# PROBLEMS TO SOLVE
a – According to the calculations of an aide to Sen. Sam Nunn, how much would the administration have to add to the fiscal 1981 defense budget to reach the 3 percent target, as stated in the article on Vance's SALT testimony?
b – For each statement, say whether the article on Vance's SALT testimony supports it. Answer yes or no and quote the deciding words.
(i) Nunn recommended a real annual increase of 4 to 5 percent in the defense budget.
(ii) The new treaty expires at the end of 1990.
(iii) Vance gave his testimony yesterday before the Senate Foreign Relations Committee.
c – Continue the article on Vance's SALT testimony from its last sentence.

# SOURCE EXTRACT
Responding to pressure from numerous senators, Secretary of State Cyrus R. Vance said yesterday the Carter administration will seek a substantial increase in the 1981 defense budget to make good on its year-old commitment to NATO to increase defense spending by 3 percent a year after inflation.
Testifying before the Senate Armed Services Committee on the strategic arms limitation treaty, Vance acknowledged that the effects of unexpectedly high inflation plus congressional cuts have prevented the administration from meeting the 3 percent committment this year. "It is essential that we carry out that committment," Vance said.
According to the calculations of an aide to Sen. Sam Nunn (D-Ga.), who has demanded increased defense spending as the price of his vote for SALT II, the administration would have to add $4 billion or $5 billion to the fiscal 1981 defense budget to reach the 3 percent target, on top of increases already projected.
Vance told the committee that a general consensus on the need for more military spending is "a benefit that will come out of those hearings."
Last week Nunn recommended a real annual increase of 4 to 5 percent in the defense budget for the foreseeable future. The White House is hopeful that it can find a formula for increased spending that will satisfy Nunn and convert him to an active supporter of the new treaty.
Many other senators have echoed Nunn's position, usually with less precision. Indeed, more defense spending has emerged as the dominant theme of the SALT hearings, enunciated first by Vance and Defense Secretary Harold Brown at the opening of hearings in the Foreign Relations Committee three weeks ago.
In his testimony yesterday, Vance went over ground covered previously either in the Armed Services or Foreign Relations Committee's hearings. The only electricity of the day came in two cross-examinations of the secretary of state by Sen. Henry M. Jackson (D-Wash.).
Jackson challenged Vance on the administration's claims for the "new type" definition in the new Treaty. This limits both superpowers to a single entirely new type of land-based rocket during the life of the treaty (which expires at the end of 1985), but permits replacemens of existing rockets provided they don't change from existing models in certain key characteristic by more than 5 percent.
Jackson claimed that this provision is so loosely drawn that the Soviets will be able to deploy four new rockets to replace all their existing models.

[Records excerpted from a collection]
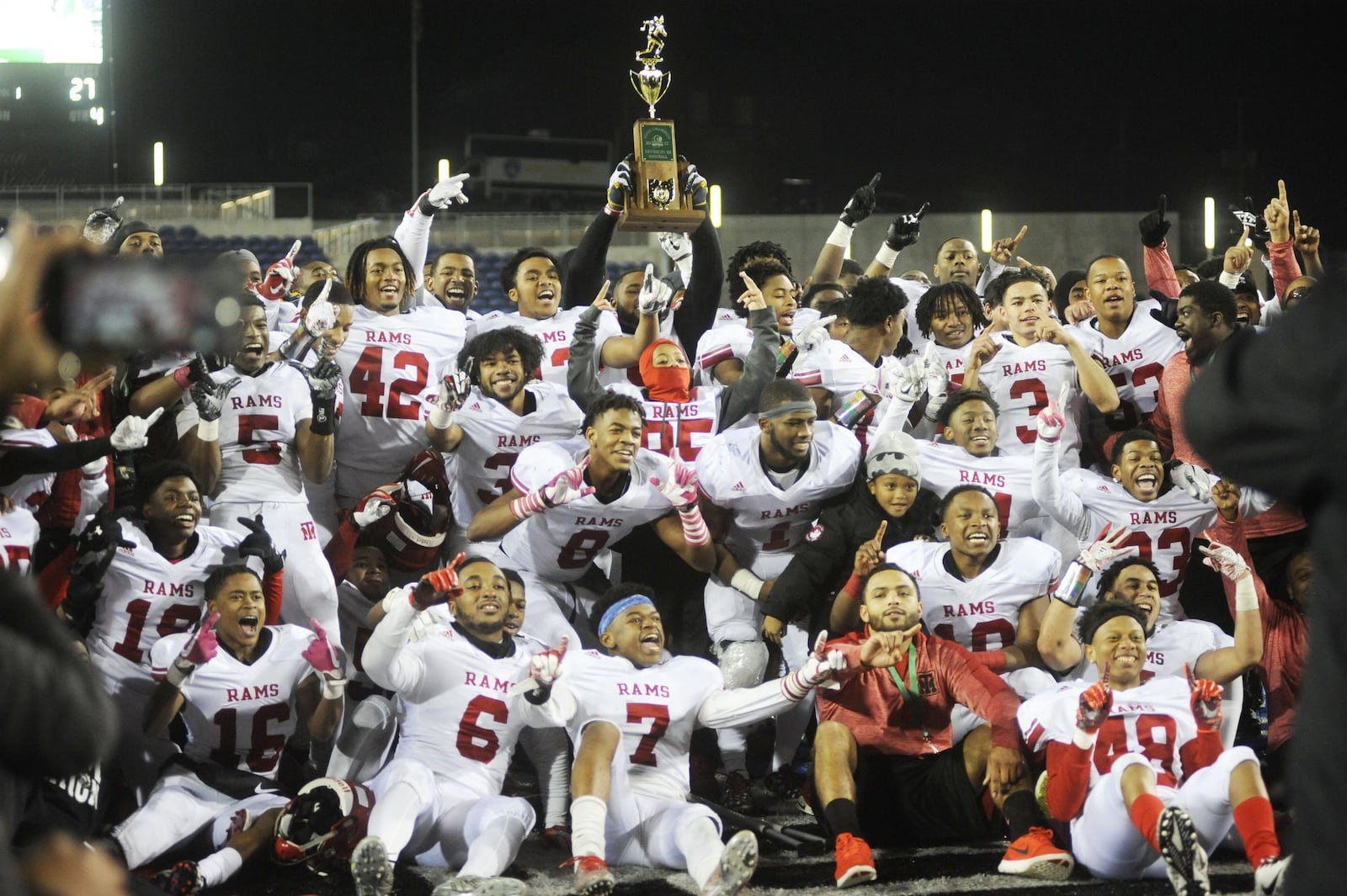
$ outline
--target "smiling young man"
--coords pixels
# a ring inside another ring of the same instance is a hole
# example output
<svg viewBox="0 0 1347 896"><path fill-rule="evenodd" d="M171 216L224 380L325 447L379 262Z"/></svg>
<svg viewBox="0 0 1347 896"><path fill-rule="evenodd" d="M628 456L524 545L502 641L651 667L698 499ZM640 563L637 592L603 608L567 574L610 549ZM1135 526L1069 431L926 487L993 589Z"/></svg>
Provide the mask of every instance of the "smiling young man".
<svg viewBox="0 0 1347 896"><path fill-rule="evenodd" d="M66 615L86 635L89 662L117 701L123 718L139 720L154 692L145 663L164 635L201 619L203 588L216 566L259 557L265 568L267 622L280 613L283 557L263 523L247 537L199 525L201 491L180 463L144 464L139 472L139 517L96 514L84 527L71 565ZM119 763L127 780L148 791L159 766L176 752L164 732L123 729Z"/></svg>
<svg viewBox="0 0 1347 896"><path fill-rule="evenodd" d="M260 300L240 309L233 363L193 383L178 414L178 447L214 499L210 521L248 534L259 514L284 550L286 622L317 619L337 636L337 588L308 513L304 480L322 484L333 470L341 369L327 357L314 367L268 361Z"/></svg>
<svg viewBox="0 0 1347 896"><path fill-rule="evenodd" d="M1071 822L1076 860L1096 877L1168 874L1177 896L1210 892L1207 854L1239 830L1258 893L1280 893L1272 803L1247 747L1222 749L1220 686L1148 678L1146 620L1106 600L1080 619L1099 681L1068 682L1020 708L1025 743L1047 752L1047 803Z"/></svg>
<svg viewBox="0 0 1347 896"><path fill-rule="evenodd" d="M574 439L579 432L585 413L566 389L533 378L541 358L536 336L519 327L492 330L458 352L469 391L451 394L447 381L440 387L426 420L426 436L431 447L453 455L451 550L466 549L469 521L511 490L511 472L524 448ZM488 542L474 550L494 548Z"/></svg>
<svg viewBox="0 0 1347 896"><path fill-rule="evenodd" d="M511 472L513 488L467 526L469 541L500 538L502 562L519 570L529 595L524 631L556 646L581 640L587 608L602 591L594 561L640 525L694 569L715 565L696 505L691 468L640 447L641 404L607 393L589 406L585 448L539 443L525 448ZM606 585L602 587L606 591ZM589 642L597 636L586 630Z"/></svg>
<svg viewBox="0 0 1347 896"><path fill-rule="evenodd" d="M426 447L426 408L454 371L467 336L461 311L411 308L415 272L391 237L360 244L346 268L357 307L350 338L337 352L346 389L337 433L337 502L353 507L393 482Z"/></svg>
<svg viewBox="0 0 1347 896"><path fill-rule="evenodd" d="M404 710L393 759L369 782L369 835L350 862L357 896L387 896L399 856L457 866L462 888L446 892L478 892L515 861L532 830L533 809L500 795L523 729L506 690L528 675L533 657L528 643L505 635L509 600L496 564L462 554L384 599L387 615L365 644L364 666ZM453 623L408 643L416 616L446 601ZM488 892L524 892L509 885Z"/></svg>
<svg viewBox="0 0 1347 896"><path fill-rule="evenodd" d="M1103 414L1103 426L1090 433L1102 441L1110 432L1149 425L1165 363L1183 348L1183 342L1152 316L1158 303L1137 301L1137 284L1122 258L1099 256L1091 261L1086 291L1095 316L1076 328L1092 336L1105 373L1118 389L1118 409Z"/></svg>
<svg viewBox="0 0 1347 896"><path fill-rule="evenodd" d="M612 893L612 862L687 869L703 896L734 896L757 865L757 841L740 831L722 845L721 819L687 802L692 731L781 713L835 671L839 658L811 655L780 681L726 689L710 662L665 652L649 591L607 592L594 607L602 651L575 651L533 671L547 693L536 712L575 744L574 892Z"/></svg>
<svg viewBox="0 0 1347 896"><path fill-rule="evenodd" d="M706 584L706 620L729 687L757 685L766 674L760 600L789 565L823 503L851 488L861 445L850 432L818 422L808 389L777 379L762 391L756 429L729 429L696 459L707 523L717 541L717 568ZM808 632L789 626L781 646L791 667L808 654ZM808 705L777 722L776 761L787 766L808 725ZM731 809L752 810L748 732L719 732Z"/></svg>
<svg viewBox="0 0 1347 896"><path fill-rule="evenodd" d="M163 733L182 713L187 745L164 767L145 805L112 834L135 869L216 823L218 852L163 874L160 884L175 893L220 884L268 842L287 803L276 783L286 741L299 722L315 741L330 740L346 687L322 627L315 626L315 636L299 626L264 624L261 580L247 566L211 570L205 597L210 615L197 631L168 635L151 650L159 683L144 732ZM238 814L256 821L234 837L226 827Z"/></svg>
<svg viewBox="0 0 1347 896"><path fill-rule="evenodd" d="M511 312L493 311L477 322L477 332L488 332L498 327L519 327L536 336L543 343L543 359L535 375L546 382L566 385L566 367L571 354L571 339L575 335L575 322L585 308L563 308L562 305L562 264L547 249L525 246L505 260L501 265L501 287L516 309ZM598 293L602 300L607 284ZM622 335L617 315L607 312L599 318L598 335L594 344L607 367L630 367L656 336L659 320L643 318L632 336Z"/></svg>
<svg viewBox="0 0 1347 896"><path fill-rule="evenodd" d="M865 631L827 644L847 662L841 690L819 693L814 740L816 814L836 841L838 887L876 879L867 839L924 845L997 834L981 805L989 784L1013 841L999 870L1065 880L1071 854L1036 827L1018 697L963 647L920 631L921 589L904 569L881 564L861 588ZM986 722L959 735L952 714L960 706Z"/></svg>
<svg viewBox="0 0 1347 896"><path fill-rule="evenodd" d="M1032 272L1008 273L993 281L989 295L999 295L997 312L1009 330L983 332L968 352L963 387L981 389L1001 408L1005 433L1001 451L1028 455L1037 437L1036 416L1067 387L1067 451L1061 463L1078 467L1083 400L1103 413L1118 408L1118 390L1099 362L1096 346L1082 331L1068 331L1051 315L1043 280Z"/></svg>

# ANSWERS FOR THIS EXERCISE
a – It would have to add $4 billion or $5 billion, on top of increases already projected.

b –
(i) Yes: "Last week Nunn recommended a real annual increase of 4 to 5 percent in the defense budget for the foreseeable future."
(ii) No: "which expires at the end of 1985"
(iii) No: "Testifying before the Senate Armed Services Committee on the strategic arms limitation treaty"

c –
If so, Vance replied, "that would not change militarily the position. It would make no significant difference."
Then Jackson listed improvements that could legally be made in Soviet rockets under the treaty, noting that the accuracy of warheads, effeciency of rocket engines and fuels, recket electronics and command and control facilities for the rockets could all be emproved without any limitations. Jack asked Vance whether any of these would be militarily significant, and Vance acknowledged that accuracy and explosive power both would be.
Some members of the official entourage that accompanied Vance and sat behind him in the enormous Senate caucus room as he testified squirmed during Jackson's questioning. Several scribbled notes to pass up to the secretary suggesting different answers to the veteran hard-liner's queries.
But only later, when Sen. John C. Culver (D-Iowa) gave Vance a sympathetic line of questions on the same subjects, did Vance finally get the Administrtion's position on this issue on the record. (Last week, Brown had also given the administration view.)
Culver elicited from Vance confirmations that with the accuracy, explosive power and efficiency that the Soviet's land-based missiles buried in concrete- and -steel silos. Therefore, Culver said and Vance agreed, improvements in these areas would not give the Soviets any significant new military capability.
However, Culver said and Vance again agreed, the new treaty's limits on the number of warheads a single missile con carry and on the weight of a missile's payload do prevent the Soviets from attaining added capability that could be significant -- the ability to "saturate" a new mobile U.S missile system.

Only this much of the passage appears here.